#### Task prompt
Could you copy every one of the records below word for word, keeping their original order?

#### Data in this exercise
------------------------------------

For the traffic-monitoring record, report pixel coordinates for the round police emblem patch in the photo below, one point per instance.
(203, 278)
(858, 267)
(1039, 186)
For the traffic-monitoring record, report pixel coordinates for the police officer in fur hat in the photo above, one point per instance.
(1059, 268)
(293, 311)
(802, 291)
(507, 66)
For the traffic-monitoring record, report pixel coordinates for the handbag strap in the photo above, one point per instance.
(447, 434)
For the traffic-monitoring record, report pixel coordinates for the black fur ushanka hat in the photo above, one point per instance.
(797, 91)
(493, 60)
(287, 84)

------------------------------------

#### Exercise response
For the traffic-monitoring record, report pixel coordinates for the round police emblem patch in the photo below, one point per instance.
(203, 278)
(858, 267)
(1039, 186)
For the traffic-monitoring record, report pixel coordinates for the police officer in fur hat in the photo above, one point per instance.
(1059, 268)
(293, 311)
(802, 291)
(507, 66)
For the traffic-monitoring record, report pixel coordinates for the handbag strap in the photo above, one point per instance.
(447, 434)
For the traffic-monitoring record, report pixel coordinates for the black fur ushanka hat in the photo above, one point per instance.
(797, 91)
(493, 60)
(287, 84)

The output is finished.